• [Dataset entries]
Start of Block

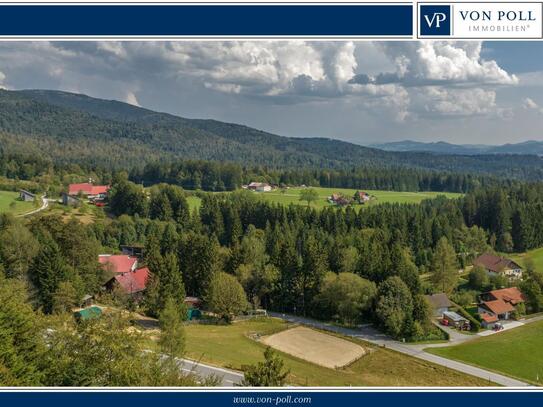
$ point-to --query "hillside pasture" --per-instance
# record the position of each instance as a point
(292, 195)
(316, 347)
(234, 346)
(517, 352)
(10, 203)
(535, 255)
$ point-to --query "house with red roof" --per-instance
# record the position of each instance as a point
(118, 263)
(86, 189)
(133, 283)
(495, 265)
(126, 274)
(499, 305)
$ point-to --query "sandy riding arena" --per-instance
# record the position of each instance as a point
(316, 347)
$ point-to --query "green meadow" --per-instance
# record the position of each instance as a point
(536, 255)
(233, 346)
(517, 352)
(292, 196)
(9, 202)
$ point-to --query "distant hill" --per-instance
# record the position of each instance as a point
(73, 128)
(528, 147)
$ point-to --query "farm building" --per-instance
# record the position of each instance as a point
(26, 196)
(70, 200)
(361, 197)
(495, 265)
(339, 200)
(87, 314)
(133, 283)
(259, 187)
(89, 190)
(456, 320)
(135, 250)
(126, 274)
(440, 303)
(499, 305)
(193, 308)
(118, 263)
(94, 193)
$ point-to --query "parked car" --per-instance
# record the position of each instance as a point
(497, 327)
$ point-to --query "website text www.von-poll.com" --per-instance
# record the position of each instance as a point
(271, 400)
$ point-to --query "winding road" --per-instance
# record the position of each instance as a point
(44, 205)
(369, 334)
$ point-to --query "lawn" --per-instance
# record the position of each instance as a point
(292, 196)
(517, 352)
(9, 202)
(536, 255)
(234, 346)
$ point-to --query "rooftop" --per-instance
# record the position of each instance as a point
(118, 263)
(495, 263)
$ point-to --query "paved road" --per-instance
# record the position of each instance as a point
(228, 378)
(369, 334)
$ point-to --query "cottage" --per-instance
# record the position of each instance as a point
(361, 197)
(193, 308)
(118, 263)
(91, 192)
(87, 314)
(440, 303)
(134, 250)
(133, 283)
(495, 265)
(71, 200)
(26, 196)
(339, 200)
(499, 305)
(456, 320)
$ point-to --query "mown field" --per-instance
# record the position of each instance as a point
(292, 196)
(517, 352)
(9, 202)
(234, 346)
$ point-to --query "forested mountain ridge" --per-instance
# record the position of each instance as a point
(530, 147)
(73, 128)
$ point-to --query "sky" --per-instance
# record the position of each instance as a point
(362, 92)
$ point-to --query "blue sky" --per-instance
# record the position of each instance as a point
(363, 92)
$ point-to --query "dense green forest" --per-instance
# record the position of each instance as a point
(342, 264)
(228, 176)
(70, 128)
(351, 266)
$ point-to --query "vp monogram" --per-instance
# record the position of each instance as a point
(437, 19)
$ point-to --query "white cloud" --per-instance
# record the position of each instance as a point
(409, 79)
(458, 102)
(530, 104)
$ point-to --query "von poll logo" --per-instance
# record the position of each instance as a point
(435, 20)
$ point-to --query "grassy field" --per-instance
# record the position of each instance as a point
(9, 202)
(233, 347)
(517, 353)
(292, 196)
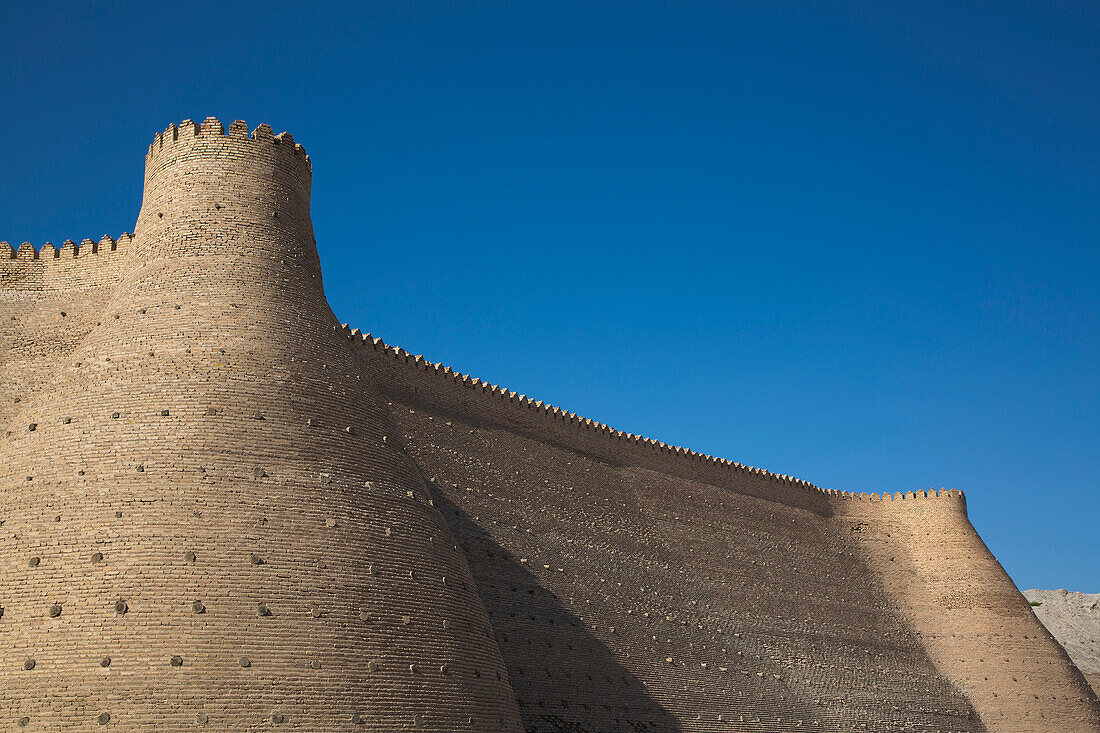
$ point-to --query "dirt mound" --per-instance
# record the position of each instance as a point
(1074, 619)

End of Block
Start of Block

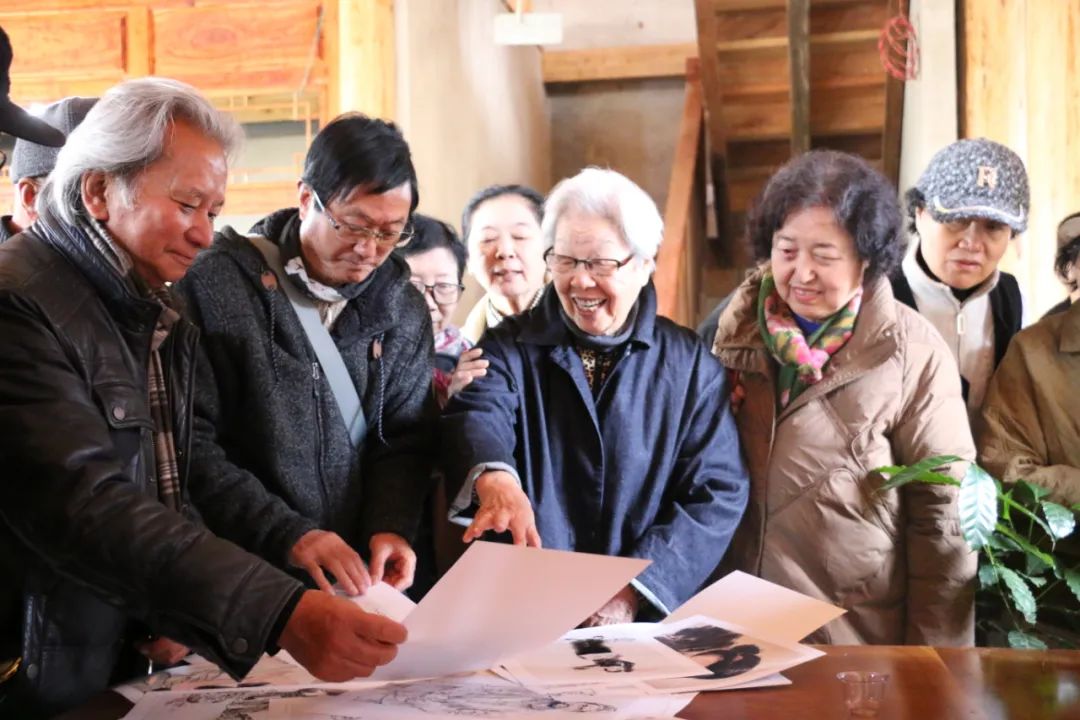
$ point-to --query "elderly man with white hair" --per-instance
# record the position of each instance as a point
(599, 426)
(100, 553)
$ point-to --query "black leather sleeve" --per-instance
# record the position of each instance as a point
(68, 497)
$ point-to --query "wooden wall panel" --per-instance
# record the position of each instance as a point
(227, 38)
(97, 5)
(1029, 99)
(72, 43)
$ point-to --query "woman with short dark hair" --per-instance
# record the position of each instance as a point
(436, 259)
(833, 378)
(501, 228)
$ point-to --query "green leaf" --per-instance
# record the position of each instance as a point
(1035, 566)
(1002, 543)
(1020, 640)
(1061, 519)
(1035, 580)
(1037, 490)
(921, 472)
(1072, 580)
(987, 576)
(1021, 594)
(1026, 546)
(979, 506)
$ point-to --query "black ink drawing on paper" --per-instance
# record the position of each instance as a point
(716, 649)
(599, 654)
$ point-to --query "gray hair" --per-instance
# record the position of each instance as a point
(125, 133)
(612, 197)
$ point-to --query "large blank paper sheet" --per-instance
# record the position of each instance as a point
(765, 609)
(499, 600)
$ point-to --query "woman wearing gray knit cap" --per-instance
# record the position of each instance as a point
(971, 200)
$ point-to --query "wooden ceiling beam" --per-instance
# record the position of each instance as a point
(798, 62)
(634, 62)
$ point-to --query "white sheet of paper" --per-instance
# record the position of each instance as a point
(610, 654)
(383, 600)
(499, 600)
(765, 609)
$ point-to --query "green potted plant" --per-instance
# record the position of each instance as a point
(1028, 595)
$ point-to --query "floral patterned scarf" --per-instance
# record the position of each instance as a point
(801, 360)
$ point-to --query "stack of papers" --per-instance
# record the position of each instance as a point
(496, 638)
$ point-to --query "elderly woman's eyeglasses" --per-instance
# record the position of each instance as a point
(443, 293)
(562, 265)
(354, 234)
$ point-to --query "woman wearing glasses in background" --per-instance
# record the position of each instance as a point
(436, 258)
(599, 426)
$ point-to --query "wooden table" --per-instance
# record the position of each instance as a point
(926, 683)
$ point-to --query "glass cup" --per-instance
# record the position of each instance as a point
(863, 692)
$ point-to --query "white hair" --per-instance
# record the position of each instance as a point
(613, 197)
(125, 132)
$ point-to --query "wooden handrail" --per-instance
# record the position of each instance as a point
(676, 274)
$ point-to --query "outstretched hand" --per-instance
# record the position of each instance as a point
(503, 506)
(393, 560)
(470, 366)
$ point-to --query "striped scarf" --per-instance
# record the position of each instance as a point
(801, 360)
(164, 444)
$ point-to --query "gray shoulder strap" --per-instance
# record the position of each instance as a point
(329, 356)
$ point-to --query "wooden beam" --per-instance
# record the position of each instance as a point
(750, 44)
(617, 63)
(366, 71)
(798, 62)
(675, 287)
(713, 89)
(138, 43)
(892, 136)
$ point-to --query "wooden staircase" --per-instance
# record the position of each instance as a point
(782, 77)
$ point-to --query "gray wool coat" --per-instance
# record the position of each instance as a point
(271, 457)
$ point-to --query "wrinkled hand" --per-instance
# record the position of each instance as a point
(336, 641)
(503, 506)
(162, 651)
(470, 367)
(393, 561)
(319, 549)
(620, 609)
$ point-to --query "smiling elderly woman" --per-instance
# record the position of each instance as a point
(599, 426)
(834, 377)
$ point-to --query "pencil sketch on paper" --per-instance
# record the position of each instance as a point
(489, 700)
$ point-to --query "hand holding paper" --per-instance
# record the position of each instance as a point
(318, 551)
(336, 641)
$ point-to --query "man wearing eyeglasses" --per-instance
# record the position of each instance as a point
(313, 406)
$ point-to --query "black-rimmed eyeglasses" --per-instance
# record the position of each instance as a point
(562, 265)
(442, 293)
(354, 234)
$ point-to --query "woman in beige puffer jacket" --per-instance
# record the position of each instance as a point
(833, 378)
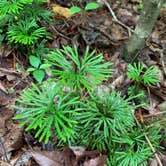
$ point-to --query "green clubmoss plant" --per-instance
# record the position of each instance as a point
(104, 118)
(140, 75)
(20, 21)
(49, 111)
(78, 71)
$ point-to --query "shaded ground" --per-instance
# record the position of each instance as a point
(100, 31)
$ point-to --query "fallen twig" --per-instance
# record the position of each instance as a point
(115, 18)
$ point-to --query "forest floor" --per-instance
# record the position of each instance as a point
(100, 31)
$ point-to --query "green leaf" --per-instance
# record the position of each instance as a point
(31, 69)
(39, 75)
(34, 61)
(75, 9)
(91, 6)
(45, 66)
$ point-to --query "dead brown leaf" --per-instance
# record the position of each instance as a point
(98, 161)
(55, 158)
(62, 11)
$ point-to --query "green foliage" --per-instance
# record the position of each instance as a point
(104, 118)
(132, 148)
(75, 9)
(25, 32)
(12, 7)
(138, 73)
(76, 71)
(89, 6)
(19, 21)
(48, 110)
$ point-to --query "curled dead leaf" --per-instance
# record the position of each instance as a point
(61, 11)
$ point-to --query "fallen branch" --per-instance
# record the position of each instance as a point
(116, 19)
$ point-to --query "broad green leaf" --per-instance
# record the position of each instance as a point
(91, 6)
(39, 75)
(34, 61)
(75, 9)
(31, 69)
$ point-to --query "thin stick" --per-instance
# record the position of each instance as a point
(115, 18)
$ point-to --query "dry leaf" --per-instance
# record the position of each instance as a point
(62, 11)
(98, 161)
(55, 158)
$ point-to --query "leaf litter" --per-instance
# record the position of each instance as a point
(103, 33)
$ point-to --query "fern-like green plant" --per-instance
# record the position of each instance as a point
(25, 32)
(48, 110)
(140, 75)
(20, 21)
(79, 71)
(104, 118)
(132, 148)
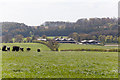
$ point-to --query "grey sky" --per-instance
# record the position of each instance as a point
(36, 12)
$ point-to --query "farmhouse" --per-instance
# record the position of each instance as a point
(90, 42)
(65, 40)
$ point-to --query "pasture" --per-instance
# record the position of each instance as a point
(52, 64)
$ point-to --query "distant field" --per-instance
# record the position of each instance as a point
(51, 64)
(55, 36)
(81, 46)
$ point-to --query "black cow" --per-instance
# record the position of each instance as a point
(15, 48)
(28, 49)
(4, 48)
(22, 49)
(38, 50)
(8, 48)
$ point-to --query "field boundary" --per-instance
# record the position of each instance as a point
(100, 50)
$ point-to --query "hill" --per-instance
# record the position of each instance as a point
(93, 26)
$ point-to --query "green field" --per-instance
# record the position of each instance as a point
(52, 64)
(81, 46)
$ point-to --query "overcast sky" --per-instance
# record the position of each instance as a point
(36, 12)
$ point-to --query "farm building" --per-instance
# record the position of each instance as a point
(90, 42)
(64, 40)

End of Block
Start of Block

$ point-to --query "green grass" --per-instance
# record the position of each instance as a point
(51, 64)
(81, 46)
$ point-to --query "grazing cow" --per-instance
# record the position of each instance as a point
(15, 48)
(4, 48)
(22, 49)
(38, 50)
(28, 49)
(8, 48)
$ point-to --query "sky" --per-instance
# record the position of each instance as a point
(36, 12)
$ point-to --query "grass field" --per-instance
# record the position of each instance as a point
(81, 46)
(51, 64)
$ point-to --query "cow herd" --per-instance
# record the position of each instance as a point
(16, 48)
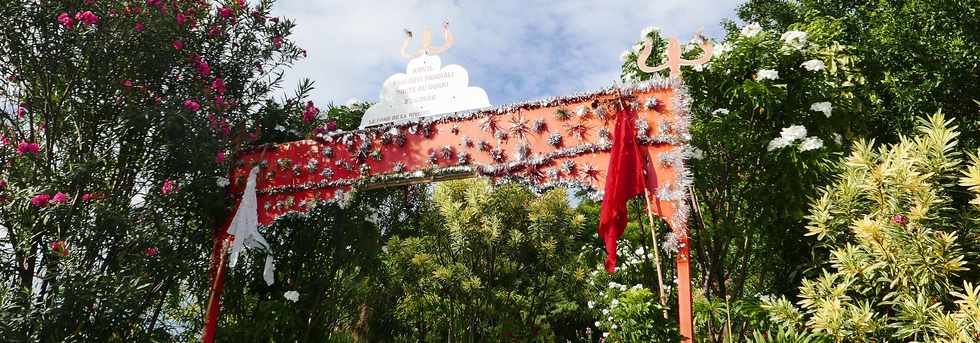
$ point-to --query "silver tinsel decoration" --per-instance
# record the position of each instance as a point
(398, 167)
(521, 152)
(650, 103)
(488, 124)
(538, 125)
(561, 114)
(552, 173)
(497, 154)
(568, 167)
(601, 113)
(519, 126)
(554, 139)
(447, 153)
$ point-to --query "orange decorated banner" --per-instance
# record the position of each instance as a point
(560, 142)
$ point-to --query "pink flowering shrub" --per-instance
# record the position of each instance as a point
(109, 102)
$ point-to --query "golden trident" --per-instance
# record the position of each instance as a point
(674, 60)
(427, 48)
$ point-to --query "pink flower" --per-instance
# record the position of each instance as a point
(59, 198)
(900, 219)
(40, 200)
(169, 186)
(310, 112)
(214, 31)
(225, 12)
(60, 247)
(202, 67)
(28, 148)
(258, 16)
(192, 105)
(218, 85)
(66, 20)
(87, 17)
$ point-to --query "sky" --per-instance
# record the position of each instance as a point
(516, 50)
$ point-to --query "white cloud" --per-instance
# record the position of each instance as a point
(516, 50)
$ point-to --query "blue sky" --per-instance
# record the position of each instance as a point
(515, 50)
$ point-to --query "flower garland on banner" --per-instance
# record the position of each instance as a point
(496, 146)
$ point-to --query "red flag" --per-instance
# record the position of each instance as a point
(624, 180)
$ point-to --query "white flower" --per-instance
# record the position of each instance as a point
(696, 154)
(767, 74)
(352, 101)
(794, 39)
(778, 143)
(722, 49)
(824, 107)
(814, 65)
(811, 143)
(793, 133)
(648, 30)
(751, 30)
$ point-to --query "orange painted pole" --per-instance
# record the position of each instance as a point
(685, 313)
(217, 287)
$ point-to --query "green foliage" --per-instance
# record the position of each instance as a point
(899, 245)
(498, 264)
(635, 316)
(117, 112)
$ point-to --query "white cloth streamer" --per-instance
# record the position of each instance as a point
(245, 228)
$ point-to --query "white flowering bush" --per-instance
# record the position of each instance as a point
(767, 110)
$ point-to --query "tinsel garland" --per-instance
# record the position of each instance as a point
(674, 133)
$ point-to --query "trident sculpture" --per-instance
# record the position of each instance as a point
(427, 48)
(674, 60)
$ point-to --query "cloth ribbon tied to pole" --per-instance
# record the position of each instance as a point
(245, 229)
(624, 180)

End of Block

Across the records above, how many lines hold the string "hair"? The number alone will do.

• [Result of the exercise]
4